● **Assignment**
Print the passage of the book description from "Readers are guided" up to and including "and more inevitable.", word for word.

● **Exercise text**
__________
By Bryan Thompson
What we see is not all that exists - it is what has already become real.
Modern physics offers an extraordinarily successful description of the universe through light, matter, and geometry. Telescopes map galaxies across billions of light-years. Particle accelerators probe the smallest constituents of matter. General relativity explains the motion of planets, stars, and light itself. Yet beneath this familiar picture lies a quieter question that physics rarely pauses to examine:
How does reality become real at all?
The Physics of Becoming invites the reader to reconsider the visible universe from a simple but profound perspective: everything we observe is the outcome of a physical process that converts possibility into structure, unfolding at a finite rate. Light is not merely illumination. It is the record of what has already occurred.
Grounded entirely in established physics - the Standard Model, cosmology, and general relativity - this book reframes the universe as an ongoing process rather than a static thing. Without equations or speculation, it explores how collapse, structure formation, and observation shape the world we see, and why the observable universe is necessarily incomplete.
Readers are guided through the universe as physics actually encounters it:
photons traveling across expanding space, matter emerging from fields, curvature recording cosmic history, and structure accumulating over time. Along the way, collapse is treated not as a philosophical abstraction, but as a physical mechanism with consequences for time, memory, and the evolution of the cosmos.
It shows - patiently and carefully - how the visible universe can be understood as the realized layer of a deeper informational process. The result is a picture of reality that feels less mysterious, more physical, and more inevitable.
By the final chapters, the reader is left with questions that arise naturally, not artificially:
If light records what has become real, what remains unseen?
If structure stores history, where is that history held?
If reality unfolds at a finite rate, what is time?
The Physics of Becoming stands alone as a complete work of scientific perspective, it requires no continuation to be meaningful. Readers who go no further will still walk away with a coherent, grounded understanding of the universe as a process of becoming - written with clarity, restraint, and respect for the physics that already works.
__________
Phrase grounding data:
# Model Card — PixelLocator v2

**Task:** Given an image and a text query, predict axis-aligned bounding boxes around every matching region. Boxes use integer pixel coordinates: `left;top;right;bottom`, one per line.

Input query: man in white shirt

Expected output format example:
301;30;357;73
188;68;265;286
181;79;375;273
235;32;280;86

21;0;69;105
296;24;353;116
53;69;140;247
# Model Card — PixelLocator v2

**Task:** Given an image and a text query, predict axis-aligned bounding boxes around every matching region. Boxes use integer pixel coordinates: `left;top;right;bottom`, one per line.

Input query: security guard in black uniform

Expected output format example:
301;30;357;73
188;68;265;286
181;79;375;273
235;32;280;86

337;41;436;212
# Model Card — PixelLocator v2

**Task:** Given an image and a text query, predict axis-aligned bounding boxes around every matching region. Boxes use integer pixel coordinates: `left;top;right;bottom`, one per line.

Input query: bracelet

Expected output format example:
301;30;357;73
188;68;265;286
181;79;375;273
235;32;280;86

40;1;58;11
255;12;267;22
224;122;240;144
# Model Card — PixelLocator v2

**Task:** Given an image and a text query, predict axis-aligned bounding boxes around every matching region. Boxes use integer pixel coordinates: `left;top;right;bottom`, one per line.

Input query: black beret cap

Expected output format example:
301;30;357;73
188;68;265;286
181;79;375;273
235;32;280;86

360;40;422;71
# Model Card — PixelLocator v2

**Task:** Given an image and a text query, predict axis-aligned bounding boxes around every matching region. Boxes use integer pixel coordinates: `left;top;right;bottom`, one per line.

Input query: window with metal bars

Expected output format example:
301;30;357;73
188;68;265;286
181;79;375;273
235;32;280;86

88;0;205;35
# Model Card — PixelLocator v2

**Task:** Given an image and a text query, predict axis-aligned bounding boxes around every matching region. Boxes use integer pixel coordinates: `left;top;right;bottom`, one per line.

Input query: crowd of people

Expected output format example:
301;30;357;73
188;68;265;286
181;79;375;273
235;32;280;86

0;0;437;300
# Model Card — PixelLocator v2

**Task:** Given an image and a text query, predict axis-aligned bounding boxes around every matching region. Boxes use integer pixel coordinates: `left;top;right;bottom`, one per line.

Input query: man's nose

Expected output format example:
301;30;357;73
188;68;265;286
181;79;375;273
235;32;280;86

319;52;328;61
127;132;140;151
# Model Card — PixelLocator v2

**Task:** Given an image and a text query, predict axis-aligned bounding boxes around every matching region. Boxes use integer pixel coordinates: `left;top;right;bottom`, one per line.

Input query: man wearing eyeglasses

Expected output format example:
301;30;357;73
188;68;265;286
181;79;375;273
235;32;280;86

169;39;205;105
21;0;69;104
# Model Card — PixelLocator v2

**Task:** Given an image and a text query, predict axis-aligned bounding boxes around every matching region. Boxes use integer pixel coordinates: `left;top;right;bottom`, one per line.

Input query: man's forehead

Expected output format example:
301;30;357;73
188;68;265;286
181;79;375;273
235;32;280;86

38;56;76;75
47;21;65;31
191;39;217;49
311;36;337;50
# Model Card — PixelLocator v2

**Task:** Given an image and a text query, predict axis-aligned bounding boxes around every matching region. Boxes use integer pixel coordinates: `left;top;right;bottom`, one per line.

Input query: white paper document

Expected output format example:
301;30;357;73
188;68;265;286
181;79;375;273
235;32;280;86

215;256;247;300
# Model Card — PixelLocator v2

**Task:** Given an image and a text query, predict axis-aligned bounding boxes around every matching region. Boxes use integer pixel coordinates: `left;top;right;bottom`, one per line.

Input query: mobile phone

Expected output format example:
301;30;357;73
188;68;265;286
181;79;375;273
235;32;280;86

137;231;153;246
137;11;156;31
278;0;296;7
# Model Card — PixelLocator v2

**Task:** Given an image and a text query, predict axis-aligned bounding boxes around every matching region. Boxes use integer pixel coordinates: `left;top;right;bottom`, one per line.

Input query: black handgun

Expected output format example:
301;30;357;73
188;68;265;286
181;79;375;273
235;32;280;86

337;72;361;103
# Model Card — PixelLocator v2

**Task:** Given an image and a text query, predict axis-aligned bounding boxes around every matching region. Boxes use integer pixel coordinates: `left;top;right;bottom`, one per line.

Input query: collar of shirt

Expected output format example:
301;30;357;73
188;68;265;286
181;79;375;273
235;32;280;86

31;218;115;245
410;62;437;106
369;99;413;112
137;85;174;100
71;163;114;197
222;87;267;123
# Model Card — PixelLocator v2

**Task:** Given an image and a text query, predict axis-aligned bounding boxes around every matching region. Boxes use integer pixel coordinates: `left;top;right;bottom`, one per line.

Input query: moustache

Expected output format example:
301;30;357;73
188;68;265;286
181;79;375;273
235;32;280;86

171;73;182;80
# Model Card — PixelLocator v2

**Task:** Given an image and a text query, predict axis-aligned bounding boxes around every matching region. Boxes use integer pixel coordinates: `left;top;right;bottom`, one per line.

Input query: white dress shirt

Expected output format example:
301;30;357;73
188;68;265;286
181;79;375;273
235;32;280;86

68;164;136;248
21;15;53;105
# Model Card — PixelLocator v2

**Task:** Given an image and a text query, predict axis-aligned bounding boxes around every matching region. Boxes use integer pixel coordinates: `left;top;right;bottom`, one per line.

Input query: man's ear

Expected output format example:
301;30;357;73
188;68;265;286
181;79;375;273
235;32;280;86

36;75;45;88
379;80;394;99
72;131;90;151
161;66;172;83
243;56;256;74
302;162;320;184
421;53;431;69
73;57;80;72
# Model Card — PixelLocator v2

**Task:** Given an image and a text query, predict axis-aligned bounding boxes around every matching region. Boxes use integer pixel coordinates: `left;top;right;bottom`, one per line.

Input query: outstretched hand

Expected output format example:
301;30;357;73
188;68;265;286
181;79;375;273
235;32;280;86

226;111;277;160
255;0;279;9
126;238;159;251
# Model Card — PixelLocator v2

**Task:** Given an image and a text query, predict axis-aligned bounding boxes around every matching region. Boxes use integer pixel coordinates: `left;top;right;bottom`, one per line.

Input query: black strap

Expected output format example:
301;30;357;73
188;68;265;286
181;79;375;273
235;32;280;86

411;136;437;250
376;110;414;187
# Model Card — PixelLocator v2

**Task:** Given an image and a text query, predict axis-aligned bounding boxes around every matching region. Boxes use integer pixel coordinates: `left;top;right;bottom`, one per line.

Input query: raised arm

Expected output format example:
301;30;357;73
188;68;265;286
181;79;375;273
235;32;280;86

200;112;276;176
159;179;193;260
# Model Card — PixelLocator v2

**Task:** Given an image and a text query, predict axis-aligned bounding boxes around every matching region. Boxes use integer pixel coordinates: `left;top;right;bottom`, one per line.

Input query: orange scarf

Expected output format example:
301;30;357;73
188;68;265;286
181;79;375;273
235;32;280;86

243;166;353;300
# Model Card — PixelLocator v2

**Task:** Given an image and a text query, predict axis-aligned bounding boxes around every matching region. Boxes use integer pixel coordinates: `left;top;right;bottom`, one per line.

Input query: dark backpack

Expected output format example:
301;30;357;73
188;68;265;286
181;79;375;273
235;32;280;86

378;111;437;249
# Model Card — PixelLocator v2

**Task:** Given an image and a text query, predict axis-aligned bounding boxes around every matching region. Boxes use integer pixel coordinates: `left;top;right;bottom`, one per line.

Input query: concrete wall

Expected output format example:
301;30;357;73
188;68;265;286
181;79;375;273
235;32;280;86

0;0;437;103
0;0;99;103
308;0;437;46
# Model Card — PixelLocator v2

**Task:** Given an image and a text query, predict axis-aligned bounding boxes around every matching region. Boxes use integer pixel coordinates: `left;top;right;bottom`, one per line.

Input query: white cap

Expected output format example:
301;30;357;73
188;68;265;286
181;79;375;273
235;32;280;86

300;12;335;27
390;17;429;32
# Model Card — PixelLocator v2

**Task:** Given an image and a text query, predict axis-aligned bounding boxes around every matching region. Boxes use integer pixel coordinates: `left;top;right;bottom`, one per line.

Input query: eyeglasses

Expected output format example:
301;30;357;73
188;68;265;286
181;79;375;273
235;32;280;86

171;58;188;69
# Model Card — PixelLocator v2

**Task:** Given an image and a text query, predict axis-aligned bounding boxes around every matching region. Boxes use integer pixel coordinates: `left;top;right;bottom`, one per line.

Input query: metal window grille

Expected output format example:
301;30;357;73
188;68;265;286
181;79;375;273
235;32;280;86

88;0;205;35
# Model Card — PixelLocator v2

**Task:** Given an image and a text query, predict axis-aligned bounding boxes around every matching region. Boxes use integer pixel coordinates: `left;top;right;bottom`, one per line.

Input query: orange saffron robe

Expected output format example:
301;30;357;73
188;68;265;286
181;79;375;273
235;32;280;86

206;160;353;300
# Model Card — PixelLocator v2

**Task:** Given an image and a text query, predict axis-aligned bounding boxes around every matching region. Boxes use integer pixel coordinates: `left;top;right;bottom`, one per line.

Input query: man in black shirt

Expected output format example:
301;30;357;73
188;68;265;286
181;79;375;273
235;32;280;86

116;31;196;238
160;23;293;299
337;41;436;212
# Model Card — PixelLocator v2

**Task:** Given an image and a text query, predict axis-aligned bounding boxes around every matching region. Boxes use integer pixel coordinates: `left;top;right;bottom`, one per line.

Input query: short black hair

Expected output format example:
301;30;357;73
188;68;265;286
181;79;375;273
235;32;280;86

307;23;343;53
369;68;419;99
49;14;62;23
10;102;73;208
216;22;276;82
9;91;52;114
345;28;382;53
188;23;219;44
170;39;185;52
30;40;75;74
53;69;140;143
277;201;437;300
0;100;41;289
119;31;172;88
__________
● **Finished task**
Readers are guided through the universe as physics actually encounters it:
photons traveling across expanding space, matter emerging from fields, curvature recording cosmic history, and structure accumulating over time. Along the way, collapse is treated not as a philosophical abstraction, but as a physical mechanism with consequences for time, memory, and the evolution of the cosmos.
It shows - patiently and carefully - how the visible universe can be understood as the realized layer of a deeper informational process. The result is a picture of reality that feels less mysterious, more physical, and more inevitable.